* [YOUR ASSIGNMENT]
Transcribe the lines below verbatim, skipping the images.

* [Dataset excerpts]

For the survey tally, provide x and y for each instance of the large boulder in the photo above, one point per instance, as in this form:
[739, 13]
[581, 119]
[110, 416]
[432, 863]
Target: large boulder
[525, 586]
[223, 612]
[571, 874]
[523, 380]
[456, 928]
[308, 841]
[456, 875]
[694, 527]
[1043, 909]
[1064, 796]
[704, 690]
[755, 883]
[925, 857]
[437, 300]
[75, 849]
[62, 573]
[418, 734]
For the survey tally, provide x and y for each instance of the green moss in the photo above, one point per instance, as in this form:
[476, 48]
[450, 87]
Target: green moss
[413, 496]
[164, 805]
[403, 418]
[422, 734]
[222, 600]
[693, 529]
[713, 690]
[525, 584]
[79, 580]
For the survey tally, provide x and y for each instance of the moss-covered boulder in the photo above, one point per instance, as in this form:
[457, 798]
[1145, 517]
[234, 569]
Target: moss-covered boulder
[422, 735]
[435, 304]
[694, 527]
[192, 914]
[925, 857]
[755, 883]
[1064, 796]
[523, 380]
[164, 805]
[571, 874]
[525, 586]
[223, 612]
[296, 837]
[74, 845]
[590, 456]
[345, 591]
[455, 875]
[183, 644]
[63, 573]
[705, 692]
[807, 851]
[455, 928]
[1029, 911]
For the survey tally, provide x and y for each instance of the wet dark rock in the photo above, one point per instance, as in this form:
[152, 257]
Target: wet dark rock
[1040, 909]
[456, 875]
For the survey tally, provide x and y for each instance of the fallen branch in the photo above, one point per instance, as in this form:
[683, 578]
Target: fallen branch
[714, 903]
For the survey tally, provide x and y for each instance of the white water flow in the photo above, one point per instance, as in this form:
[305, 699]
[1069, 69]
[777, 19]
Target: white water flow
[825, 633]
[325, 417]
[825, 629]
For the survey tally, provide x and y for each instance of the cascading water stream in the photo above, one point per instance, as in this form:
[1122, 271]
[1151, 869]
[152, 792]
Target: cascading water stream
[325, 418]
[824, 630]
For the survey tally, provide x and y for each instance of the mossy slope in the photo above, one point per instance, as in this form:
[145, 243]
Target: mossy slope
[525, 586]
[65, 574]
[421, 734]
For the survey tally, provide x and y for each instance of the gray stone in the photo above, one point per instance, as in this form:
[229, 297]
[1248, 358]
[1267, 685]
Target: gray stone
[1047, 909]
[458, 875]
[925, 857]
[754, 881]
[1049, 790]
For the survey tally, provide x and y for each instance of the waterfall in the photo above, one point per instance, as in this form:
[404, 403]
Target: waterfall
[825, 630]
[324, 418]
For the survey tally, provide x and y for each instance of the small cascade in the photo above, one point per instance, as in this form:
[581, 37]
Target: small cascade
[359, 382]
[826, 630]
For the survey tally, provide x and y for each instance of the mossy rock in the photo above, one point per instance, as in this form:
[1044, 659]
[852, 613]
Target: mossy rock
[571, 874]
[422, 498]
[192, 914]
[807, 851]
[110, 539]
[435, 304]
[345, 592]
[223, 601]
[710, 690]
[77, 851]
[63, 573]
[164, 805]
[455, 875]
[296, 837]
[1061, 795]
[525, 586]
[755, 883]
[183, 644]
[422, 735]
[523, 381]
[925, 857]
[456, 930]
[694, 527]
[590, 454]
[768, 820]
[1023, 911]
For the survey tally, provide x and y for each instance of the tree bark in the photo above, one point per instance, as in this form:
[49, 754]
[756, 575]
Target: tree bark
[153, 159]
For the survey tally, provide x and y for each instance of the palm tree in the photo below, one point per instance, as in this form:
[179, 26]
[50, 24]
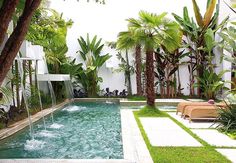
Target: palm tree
[153, 31]
[126, 40]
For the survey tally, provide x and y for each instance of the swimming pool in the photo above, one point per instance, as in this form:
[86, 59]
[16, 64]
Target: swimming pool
[80, 131]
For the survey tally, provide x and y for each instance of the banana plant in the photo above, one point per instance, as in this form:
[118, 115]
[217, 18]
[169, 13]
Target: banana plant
[90, 52]
[128, 70]
[228, 43]
[198, 36]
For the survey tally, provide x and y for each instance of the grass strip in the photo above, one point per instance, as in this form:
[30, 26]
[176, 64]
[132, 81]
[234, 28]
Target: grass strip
[178, 154]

* [REPLY TO THE EXERCISE]
For the survey tally, provide x and y for each instance of the large boulder in the photo above, one point per instance, as in this form:
[739, 13]
[581, 119]
[110, 416]
[432, 863]
Target: large boulder
[525, 586]
[223, 612]
[571, 874]
[523, 380]
[456, 928]
[308, 841]
[456, 875]
[694, 527]
[1043, 909]
[1064, 796]
[704, 690]
[755, 883]
[925, 857]
[437, 300]
[75, 849]
[62, 573]
[418, 734]
For the survey tally, provide x and y for each instance of the green moss in the photo above, one point per instance, as in this form:
[476, 48]
[450, 87]
Target: green moss
[413, 496]
[164, 805]
[403, 418]
[422, 734]
[222, 600]
[693, 529]
[713, 690]
[525, 584]
[79, 580]
For the survey tally, provide x and y for each instance of the moss-covered boulder in the photo above, one point per instance, as in this form:
[457, 798]
[1145, 517]
[234, 569]
Target: moss-covered boulder
[422, 735]
[435, 304]
[694, 527]
[192, 914]
[925, 857]
[755, 883]
[1064, 796]
[523, 380]
[164, 805]
[571, 874]
[525, 586]
[223, 612]
[296, 837]
[74, 845]
[590, 456]
[345, 591]
[455, 875]
[183, 644]
[63, 573]
[705, 692]
[807, 851]
[455, 928]
[1029, 911]
For the survey tally, provide x and y for each instance of the wet dark rock in the photo above, one point per instance, as in this form:
[152, 257]
Target: wet dark rock
[1040, 909]
[456, 875]
For the survey tally, provide x and y for each instance of the fallen branch in the photo above, one point per instance, as in this form:
[683, 578]
Target: fallen branch
[714, 903]
For the survey tally, provide x and y for each instance of the white water flow in the photo above, one point per instance, as in this form:
[305, 699]
[1069, 69]
[777, 19]
Target: white water flow
[825, 633]
[325, 417]
[825, 629]
For the survey tally, provide x and y for each instance of the cascading water stream in the photo above, one point per instance, as in this form:
[1122, 271]
[1151, 869]
[152, 792]
Target: cascading water stream
[325, 418]
[824, 630]
For the survey tally, provide x and y for each instance of the mossy slope in the photo above, one point per instance, as in this form:
[145, 243]
Target: mossy slope
[525, 586]
[65, 574]
[421, 734]
For the survey tally, provide x and y for each instance of the gray stone in the photo above, one point per instance, as in this form:
[229, 297]
[1248, 358]
[1267, 685]
Target: gray stone
[1047, 909]
[458, 875]
[925, 857]
[754, 881]
[1049, 790]
For the survey tally, provide x and y for each instance of the waterfall in the photo above, one point per instance, as in this form:
[404, 403]
Target: waterfall
[825, 630]
[324, 418]
For the survey tally, provide x and y for each instance of the small cascade in the photo above, one point per instance, as in this form:
[581, 37]
Target: small cascade
[359, 382]
[826, 630]
For the survey tally, provide x and y for each instance of the mossy rock in the photo above, one point per instance, as in this form:
[1044, 659]
[852, 613]
Target: mossy rock
[571, 874]
[422, 498]
[192, 914]
[807, 851]
[110, 539]
[435, 304]
[345, 592]
[223, 601]
[710, 690]
[77, 851]
[63, 573]
[164, 805]
[455, 875]
[296, 837]
[1061, 795]
[525, 586]
[755, 883]
[183, 644]
[422, 735]
[523, 381]
[925, 857]
[456, 930]
[694, 527]
[590, 454]
[768, 820]
[1023, 911]
For the survey tally, provide x and y for each instance of the tree bark in the photo above, one point per instance, as in this form:
[49, 754]
[756, 575]
Target: tree bark
[153, 159]
For the survey tally, provide x and y for each instance of the palm tree in the photo below, one point per instance, as in this form:
[179, 26]
[50, 24]
Target: palm tree
[153, 31]
[126, 40]
For the survey tally, provide x and y for each instance of the swimming pool in the photo above, one point per instance, as in this form:
[86, 59]
[16, 64]
Target: swimming pool
[80, 131]
For the survey tally, provide x and y for each instance of the banana plant in the photo above, one point per instance, as in this form:
[118, 115]
[217, 18]
[169, 13]
Target: banana plant
[90, 52]
[128, 70]
[228, 43]
[198, 36]
For the survey tally, provide x and y for each instance of the grass strip in the photo above, one point per instance, as in this form:
[30, 26]
[176, 64]
[132, 81]
[234, 28]
Target: grass strip
[178, 154]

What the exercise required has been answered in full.